THE PROBLEM.
Copy verbatim every line from the start of the items through the line containing "MULTIPOLYGON (((67 45, 45", including that line.

Region labeling entries:
----------

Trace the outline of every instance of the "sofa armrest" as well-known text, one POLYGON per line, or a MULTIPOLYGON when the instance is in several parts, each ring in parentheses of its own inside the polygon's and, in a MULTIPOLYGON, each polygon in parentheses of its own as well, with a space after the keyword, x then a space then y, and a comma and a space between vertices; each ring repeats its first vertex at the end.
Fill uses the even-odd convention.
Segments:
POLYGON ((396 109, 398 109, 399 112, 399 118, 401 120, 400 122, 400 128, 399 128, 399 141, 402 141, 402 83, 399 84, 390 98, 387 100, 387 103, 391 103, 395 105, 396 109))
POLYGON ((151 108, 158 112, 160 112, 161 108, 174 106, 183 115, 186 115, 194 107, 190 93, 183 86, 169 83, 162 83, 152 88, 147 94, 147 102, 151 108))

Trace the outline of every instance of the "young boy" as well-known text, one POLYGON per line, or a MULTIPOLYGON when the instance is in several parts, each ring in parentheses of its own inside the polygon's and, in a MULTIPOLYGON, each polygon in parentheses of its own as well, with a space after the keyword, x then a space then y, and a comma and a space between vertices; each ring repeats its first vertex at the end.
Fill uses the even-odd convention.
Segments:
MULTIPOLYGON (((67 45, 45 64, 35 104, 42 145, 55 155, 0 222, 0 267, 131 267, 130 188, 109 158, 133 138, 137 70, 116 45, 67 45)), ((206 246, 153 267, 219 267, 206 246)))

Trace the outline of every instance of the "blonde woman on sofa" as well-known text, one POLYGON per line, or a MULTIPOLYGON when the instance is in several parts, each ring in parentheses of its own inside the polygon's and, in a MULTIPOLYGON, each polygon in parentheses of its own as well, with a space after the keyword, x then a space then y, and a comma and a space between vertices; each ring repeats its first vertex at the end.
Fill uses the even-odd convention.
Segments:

----------

EXERCISE RESULT.
Trace the outline of every instance of the "sofa armrest" as well-known text, one POLYGON per line, or a MULTIPOLYGON when the instance is in several parts, each ring in parentheses of its own inside the polygon's and, in a MULTIPOLYGON, each polygon in parentheses of its own as well, with a space after the keyword, x then a space then y, and a comma and a space between vertices; each ring repeats its first vertex at the end.
Fill uses the even-odd convention.
Segments:
POLYGON ((396 109, 398 109, 399 112, 399 118, 401 120, 400 122, 400 128, 399 128, 399 141, 402 141, 402 83, 399 84, 390 98, 387 100, 387 103, 391 103, 395 105, 396 109))
POLYGON ((151 108, 158 112, 160 112, 161 108, 174 106, 183 115, 186 115, 194 107, 190 93, 183 86, 169 83, 162 83, 152 88, 147 94, 147 102, 151 108))

Trace the outline of every instance of the "young boy" as well-known text, one POLYGON per line, or a MULTIPOLYGON when the instance is in several parts, each ring in parentheses of its own inside the polygon's and, in a MULTIPOLYGON, each polygon in parentheses of its own as well, with a space after the keyword, x then a space then y, and a comma and a space between vertices; each ring repeats its first vertex at the end.
Fill uses the even-odd convention.
Segments:
MULTIPOLYGON (((67 45, 45 64, 35 104, 42 145, 55 155, 0 222, 0 267, 131 267, 130 188, 109 158, 133 138, 137 70, 116 45, 67 45)), ((206 246, 153 267, 219 267, 206 246)))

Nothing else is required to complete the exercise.